__ÉNONCÉ__
Réécrivez le passage du texte sur les élections slovaques qui commence à « Le parti de » et se termine à « politique intérieure slovaque. », en remplaçant « diplomate » par « représentant ».

La Slovaquie a accusé lundi la Russie « d’ingérence inadmissible » dans les élections de samedi, tandis que la présidente slovaque confiait la formation du nouveau gouvernement au populiste Robert Fico, opposé à l’aide militaire à l’Ukraine et considéré comme prorusse.
Le parti de M. Fico, Smer-SD, a obtenu 23 % des voix, et devancé le parti centriste la Slovaquie progressiste (PS, 18 %), lors du scrutin de samedi.
La Slovaquie a accusé lundi la Russie « d’ingérence » dans les élections législatives de samedi et a convoqué un diplomate russe à la suite des déclarations du chef du renseignement extérieur russe qui a évoqué « l’ingérence » de Washington dans la politique intérieure slovaque.

__ENTRÉES EXTRAITES__
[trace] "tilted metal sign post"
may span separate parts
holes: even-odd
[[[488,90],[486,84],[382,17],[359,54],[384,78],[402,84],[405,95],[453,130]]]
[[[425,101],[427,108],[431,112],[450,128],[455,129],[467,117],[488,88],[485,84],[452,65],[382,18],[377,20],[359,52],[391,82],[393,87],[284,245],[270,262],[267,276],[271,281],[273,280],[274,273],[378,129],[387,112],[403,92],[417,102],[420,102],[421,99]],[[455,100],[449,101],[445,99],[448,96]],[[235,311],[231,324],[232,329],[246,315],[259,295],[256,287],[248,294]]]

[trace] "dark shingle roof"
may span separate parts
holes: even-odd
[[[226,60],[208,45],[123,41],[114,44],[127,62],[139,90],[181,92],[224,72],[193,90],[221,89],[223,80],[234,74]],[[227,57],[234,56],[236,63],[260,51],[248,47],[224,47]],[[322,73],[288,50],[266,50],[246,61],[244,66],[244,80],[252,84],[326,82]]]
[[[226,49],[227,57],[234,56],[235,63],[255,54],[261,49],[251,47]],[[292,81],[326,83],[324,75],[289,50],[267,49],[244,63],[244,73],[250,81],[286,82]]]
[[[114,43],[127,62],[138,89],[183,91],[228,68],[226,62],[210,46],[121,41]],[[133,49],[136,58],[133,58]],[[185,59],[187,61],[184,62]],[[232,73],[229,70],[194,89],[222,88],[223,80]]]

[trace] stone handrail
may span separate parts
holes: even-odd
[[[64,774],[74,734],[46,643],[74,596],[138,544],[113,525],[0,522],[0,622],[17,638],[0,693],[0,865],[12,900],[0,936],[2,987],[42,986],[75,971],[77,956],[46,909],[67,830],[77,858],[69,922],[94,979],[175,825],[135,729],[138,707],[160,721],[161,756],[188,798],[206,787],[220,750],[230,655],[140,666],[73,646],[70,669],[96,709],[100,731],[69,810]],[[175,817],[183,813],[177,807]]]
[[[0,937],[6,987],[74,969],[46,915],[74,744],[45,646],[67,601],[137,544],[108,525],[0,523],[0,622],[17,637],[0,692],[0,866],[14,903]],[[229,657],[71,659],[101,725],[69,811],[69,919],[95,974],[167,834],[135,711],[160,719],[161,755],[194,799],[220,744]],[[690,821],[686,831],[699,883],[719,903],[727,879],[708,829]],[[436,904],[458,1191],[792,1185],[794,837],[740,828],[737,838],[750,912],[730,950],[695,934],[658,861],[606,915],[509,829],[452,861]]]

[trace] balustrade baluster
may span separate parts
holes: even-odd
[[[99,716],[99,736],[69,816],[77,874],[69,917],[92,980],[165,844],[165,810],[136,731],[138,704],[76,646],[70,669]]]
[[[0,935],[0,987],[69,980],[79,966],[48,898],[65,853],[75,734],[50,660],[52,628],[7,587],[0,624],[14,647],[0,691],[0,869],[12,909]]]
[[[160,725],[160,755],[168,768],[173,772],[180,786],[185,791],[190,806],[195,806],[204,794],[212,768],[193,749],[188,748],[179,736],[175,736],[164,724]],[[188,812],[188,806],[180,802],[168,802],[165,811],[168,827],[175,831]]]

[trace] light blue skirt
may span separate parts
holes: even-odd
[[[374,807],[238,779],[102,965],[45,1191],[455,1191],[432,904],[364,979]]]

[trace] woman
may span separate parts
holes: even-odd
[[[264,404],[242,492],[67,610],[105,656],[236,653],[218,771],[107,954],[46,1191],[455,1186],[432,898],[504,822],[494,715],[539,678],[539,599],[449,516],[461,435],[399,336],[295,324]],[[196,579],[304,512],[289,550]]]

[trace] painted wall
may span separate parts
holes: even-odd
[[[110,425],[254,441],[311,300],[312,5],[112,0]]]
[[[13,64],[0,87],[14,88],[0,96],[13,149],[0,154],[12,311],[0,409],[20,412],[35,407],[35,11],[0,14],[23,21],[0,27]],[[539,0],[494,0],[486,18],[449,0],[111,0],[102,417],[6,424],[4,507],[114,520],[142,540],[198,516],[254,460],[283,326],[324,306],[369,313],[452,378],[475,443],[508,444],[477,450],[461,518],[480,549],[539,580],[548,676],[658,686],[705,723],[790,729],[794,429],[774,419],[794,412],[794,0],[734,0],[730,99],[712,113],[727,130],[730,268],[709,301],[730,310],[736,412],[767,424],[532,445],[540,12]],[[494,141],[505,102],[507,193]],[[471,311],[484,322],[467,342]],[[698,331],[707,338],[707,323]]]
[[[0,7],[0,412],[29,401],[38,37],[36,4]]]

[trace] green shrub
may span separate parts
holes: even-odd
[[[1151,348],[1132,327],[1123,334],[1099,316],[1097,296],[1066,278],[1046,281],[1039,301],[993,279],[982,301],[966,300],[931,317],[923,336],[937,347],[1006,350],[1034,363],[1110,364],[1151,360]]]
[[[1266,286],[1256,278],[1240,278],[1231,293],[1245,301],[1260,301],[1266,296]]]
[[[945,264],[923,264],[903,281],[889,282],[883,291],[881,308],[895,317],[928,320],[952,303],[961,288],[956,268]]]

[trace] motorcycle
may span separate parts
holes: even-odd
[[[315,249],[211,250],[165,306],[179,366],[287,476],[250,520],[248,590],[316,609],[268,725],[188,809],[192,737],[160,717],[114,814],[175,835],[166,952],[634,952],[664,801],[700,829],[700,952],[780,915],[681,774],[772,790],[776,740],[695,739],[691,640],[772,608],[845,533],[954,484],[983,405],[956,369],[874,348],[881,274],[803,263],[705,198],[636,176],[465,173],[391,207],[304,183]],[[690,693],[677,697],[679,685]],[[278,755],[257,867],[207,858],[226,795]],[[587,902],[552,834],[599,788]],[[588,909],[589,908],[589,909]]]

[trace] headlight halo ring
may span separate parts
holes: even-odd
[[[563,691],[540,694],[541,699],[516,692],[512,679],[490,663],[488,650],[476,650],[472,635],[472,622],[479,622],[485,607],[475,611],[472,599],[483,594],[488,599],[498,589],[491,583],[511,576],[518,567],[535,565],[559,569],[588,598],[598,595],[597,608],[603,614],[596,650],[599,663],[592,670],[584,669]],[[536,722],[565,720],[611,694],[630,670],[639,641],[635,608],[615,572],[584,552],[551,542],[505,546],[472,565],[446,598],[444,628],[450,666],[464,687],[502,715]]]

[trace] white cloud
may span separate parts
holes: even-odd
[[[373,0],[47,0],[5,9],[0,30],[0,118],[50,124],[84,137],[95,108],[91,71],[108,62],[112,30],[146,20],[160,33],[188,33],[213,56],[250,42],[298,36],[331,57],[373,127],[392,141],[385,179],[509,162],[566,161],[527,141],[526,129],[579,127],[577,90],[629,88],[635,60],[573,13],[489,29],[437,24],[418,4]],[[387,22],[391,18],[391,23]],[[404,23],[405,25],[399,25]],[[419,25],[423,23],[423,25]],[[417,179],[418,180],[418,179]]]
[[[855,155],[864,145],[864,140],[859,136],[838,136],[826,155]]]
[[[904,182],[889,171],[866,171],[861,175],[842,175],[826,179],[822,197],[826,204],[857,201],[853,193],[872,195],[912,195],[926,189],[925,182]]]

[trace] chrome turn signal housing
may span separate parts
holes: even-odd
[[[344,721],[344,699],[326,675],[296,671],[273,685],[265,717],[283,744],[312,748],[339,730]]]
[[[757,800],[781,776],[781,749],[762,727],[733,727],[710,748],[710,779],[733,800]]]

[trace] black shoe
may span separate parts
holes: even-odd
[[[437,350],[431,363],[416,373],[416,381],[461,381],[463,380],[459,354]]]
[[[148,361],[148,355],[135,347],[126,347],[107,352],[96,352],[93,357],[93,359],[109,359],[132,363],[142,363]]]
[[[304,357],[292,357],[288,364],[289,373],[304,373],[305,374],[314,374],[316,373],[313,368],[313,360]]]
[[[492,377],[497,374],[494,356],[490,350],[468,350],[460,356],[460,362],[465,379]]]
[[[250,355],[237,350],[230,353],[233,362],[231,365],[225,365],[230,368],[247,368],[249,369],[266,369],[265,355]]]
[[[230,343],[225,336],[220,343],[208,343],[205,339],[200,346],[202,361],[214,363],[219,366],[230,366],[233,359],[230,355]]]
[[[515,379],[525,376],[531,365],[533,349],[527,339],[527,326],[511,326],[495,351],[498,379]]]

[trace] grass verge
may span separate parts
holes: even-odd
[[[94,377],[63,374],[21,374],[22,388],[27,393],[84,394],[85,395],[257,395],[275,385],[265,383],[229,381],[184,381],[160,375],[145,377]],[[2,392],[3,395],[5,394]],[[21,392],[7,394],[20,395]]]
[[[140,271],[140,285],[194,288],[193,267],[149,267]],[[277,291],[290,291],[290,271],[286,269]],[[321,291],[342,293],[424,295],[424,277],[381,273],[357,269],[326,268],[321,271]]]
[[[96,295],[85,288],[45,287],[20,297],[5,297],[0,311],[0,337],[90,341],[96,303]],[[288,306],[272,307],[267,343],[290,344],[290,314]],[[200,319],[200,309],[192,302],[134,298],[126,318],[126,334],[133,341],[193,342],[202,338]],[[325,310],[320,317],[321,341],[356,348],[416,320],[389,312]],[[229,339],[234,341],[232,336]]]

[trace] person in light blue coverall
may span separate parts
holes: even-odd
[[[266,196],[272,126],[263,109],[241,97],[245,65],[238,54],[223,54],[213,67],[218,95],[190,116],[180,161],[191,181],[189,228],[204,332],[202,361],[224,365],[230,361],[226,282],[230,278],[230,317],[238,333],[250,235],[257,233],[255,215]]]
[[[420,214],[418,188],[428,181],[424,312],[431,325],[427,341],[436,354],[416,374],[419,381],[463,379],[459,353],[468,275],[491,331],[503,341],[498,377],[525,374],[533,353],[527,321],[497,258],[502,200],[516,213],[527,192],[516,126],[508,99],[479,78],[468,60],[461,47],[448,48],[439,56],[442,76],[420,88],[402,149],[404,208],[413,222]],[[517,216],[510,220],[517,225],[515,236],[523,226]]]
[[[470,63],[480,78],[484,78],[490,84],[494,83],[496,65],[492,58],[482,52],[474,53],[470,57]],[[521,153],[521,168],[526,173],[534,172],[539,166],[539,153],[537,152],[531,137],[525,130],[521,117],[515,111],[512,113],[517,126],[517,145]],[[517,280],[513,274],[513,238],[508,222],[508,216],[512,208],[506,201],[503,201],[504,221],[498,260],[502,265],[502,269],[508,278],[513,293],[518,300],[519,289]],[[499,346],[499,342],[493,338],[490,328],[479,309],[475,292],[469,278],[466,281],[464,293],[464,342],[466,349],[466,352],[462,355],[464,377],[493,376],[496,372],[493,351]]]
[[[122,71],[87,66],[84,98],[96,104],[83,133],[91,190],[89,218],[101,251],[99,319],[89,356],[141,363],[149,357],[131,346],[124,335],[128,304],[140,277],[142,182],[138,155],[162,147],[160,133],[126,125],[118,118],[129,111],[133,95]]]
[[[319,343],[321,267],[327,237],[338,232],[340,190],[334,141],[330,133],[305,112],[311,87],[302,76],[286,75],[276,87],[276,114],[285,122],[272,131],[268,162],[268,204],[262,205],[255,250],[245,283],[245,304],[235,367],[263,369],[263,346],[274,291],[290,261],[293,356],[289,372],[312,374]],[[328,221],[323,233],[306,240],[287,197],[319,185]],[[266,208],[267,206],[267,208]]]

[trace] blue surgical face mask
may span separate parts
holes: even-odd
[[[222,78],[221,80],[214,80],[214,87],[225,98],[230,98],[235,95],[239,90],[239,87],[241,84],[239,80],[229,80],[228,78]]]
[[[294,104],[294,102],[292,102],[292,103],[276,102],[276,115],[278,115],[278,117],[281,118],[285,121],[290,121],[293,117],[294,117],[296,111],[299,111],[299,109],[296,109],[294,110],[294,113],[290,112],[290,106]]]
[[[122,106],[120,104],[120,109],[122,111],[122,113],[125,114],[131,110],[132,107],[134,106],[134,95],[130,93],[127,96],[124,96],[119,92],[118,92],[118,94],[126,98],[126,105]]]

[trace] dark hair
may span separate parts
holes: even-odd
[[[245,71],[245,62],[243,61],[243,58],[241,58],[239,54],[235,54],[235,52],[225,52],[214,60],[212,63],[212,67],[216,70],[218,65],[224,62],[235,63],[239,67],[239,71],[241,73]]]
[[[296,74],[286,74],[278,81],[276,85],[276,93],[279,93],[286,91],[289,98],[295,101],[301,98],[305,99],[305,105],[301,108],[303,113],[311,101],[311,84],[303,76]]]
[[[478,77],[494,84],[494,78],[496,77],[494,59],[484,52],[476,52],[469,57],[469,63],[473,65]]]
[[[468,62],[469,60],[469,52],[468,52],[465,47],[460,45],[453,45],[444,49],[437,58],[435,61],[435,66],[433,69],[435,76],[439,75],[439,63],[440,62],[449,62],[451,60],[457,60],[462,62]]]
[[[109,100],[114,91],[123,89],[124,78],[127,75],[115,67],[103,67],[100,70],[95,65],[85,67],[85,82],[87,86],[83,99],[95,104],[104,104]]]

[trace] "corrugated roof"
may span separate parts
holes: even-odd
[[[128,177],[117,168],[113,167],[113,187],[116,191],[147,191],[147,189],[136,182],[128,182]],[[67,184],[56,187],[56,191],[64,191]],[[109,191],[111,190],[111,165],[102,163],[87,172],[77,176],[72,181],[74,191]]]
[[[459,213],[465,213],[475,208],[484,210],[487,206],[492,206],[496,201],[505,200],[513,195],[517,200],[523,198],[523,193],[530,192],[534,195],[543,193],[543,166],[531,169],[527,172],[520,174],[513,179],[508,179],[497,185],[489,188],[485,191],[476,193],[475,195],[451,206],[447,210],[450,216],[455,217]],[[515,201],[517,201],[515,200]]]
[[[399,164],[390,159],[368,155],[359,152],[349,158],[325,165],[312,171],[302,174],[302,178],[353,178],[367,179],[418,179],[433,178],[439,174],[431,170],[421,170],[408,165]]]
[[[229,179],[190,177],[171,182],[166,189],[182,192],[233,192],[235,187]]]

__SOLUTION RÉDIGÉE__
Le parti de M. Fico, Smer-SD, a obtenu 23 % des voix, et devancé le parti centriste la Slovaquie progressiste (PS, 18 %), lors du scrutin de samedi.
La Slovaquie a accusé lundi la Russie « d’ingérence » dans les élections législatives de samedi et a convoqué un représentant russe à la suite des déclarations du chef du renseignement extérieur russe qui a évoqué « l’ingérence » de Washington dans la politique intérieure slovaque.